Provided records START
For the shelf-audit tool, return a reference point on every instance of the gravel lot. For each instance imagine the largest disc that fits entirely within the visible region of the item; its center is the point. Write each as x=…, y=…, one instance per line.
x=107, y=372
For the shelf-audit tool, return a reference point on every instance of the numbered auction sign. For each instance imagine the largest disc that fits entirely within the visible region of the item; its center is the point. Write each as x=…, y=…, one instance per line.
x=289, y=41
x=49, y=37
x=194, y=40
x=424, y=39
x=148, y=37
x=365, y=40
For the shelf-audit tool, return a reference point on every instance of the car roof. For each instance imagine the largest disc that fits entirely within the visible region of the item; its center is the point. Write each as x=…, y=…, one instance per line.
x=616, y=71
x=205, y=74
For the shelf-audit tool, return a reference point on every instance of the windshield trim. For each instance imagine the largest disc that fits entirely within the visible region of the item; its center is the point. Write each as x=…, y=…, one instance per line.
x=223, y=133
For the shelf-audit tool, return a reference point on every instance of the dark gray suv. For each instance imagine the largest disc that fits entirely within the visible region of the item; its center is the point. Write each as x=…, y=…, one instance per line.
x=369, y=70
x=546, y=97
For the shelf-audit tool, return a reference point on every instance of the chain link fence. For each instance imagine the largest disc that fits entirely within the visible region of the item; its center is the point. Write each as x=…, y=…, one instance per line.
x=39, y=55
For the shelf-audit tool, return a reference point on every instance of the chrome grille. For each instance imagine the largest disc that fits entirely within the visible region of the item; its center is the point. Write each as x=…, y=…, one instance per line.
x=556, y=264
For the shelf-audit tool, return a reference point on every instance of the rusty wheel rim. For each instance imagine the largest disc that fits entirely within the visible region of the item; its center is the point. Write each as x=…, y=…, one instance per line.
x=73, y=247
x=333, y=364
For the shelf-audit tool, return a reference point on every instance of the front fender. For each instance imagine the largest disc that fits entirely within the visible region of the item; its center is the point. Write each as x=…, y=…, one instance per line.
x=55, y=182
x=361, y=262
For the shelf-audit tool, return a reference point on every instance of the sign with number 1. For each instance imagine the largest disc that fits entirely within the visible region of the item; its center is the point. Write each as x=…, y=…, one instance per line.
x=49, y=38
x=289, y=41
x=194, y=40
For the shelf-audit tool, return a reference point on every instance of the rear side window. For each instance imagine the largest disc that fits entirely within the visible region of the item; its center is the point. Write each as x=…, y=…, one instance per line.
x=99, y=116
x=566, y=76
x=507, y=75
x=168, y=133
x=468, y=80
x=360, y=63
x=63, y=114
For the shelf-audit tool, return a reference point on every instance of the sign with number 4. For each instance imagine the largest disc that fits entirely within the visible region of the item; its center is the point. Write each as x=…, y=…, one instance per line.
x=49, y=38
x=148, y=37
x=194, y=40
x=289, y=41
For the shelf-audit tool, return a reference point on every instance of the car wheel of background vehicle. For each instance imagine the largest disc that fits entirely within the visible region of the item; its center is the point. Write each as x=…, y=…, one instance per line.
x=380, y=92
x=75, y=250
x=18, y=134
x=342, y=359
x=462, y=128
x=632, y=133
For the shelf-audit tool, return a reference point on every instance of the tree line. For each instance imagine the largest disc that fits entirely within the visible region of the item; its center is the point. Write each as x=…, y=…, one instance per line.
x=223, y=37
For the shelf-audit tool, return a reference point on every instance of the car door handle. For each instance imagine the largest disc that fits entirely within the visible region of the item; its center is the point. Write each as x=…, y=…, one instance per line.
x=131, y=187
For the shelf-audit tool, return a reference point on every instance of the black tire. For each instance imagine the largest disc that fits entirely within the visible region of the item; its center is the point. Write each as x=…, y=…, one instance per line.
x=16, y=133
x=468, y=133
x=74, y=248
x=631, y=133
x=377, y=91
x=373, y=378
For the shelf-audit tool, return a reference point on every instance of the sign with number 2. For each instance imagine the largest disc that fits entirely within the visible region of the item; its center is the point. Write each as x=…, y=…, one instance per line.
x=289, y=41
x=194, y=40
Provided records END
_The problem:_ Copy the lines above, please. Keep them exact.

_Task answer:_
For the shelf-audit tool, return a reference point on every instance of the gravel lot. For each instance imagine the largest disc that fits entirely within the visible region of the item; its center is the point. Write each as x=…, y=…, one instance per line.
x=107, y=372
For the shelf-audit tool, return a reference point on every instance of the numbered auction sign. For each instance imagine the largest disc that fits entirely within the visible region of the item; its center is the point. Write each as x=…, y=…, one instance per line.
x=289, y=41
x=49, y=37
x=194, y=40
x=424, y=39
x=148, y=37
x=365, y=40
For the shelf-audit tool, return a reference point on every instance of the car roof. For each instance imagine the largest disc that fits entirely within the visible region of the item; its center is the point. Write each as x=…, y=…, one instance per line.
x=616, y=71
x=205, y=74
For the shelf-audit tool, return a reference point on every instance of the windshield trim. For each instance imagine the largest disc that fits entirely within the visible region of the item; its center is the point. Write each as x=…, y=…, one instance per line.
x=223, y=133
For the shelf-audit tool, return a reference point on every instance of the dark gray suv. For each instance imagine the largest disc that fits entirely within the visible region of the item; its center is the point. Write each as x=…, y=…, one instance per line.
x=369, y=70
x=546, y=97
For the shelf-audit tool, return a reference point on every instance of the chain link fence. For each instance imagine the largest disc that fits entirely within the visible region of the item; its center is the point. Write each as x=…, y=…, one instance per line.
x=39, y=55
For the shelf-audit tool, return a reference point on every instance of the chrome grille. For each instance imagine the largest disc that fits entirely within the visible region of the item; its center is the point. Write each as x=…, y=…, one instance per line.
x=556, y=264
For the shelf-audit tool, return a reference point on every instance of the rusty wheel rim. For each instance imagine the largest disc that fits entirely within the visible region of the item; its center is the point. Write each as x=…, y=…, one instance per line.
x=73, y=247
x=333, y=364
For the shelf-audit tool, return a reference point on every instance of the front fender. For each instance imagine the largest disc that fits entirely within the visible region of the item; its center is the point. Write each as x=…, y=…, one instance per line.
x=55, y=182
x=361, y=262
For the shelf-audit tool, return a reference point on every instance of the sign with number 1. For each instance imagine the largest disc that fits entirely within the visible region of the item; its center is the point. Write each as x=…, y=…, one instance per line.
x=49, y=38
x=289, y=41
x=194, y=40
For the shelf-audit tool, return a reference point on every instance of the rear side window. For each instance imagine the largest disc that fits entirely within the visible region of the item; its center is the point. Write each as x=…, y=…, one instance per line.
x=99, y=116
x=566, y=76
x=507, y=75
x=168, y=133
x=468, y=80
x=360, y=63
x=63, y=114
For the shelf-audit tool, return a reference point on every instance of the sign with number 4. For each instance imagine the largest disc that fits entirely within the visible region of the item; its center is the point. Write each as x=…, y=…, one instance per line.
x=49, y=38
x=148, y=37
x=194, y=40
x=289, y=41
For the shelf-audit tool, return a reference point on every instance of the car wheel of background vehicle. For each instance imagine the largest disc that fits entirely within the visible region of the item; its center is the point. Write each as x=…, y=…, one instance per line.
x=380, y=92
x=75, y=250
x=18, y=134
x=342, y=359
x=462, y=128
x=632, y=133
For the shelf-audit tool, return a reference point on every instance of the tree line. For each instance imagine the largest disc that fits entirely within the visible region of the item; its center is the point. Write each as x=…, y=…, one instance per line.
x=223, y=37
For the shelf-audit tool, return a reference point on every instance of the car door handle. For each instance imagine the largest disc that fits entirely within the visible region of the item; its center is the point. Write each as x=…, y=…, one instance per line.
x=131, y=187
For the shelf-audit tool, return a reference point on every instance of the black tire. For each instance imagine the largest disc that fits entirely within the visible region of the item; its center is the point. Write each as x=…, y=…, one instance per line.
x=16, y=133
x=468, y=133
x=74, y=248
x=631, y=133
x=377, y=91
x=373, y=378
For the shelf-audit tool, return a reference point on every instance of the sign with number 2. For each instance imagine the largest disc that fits entirely within the visible region of the item; its center is the point. Write each as x=…, y=…, one instance per line.
x=289, y=41
x=194, y=40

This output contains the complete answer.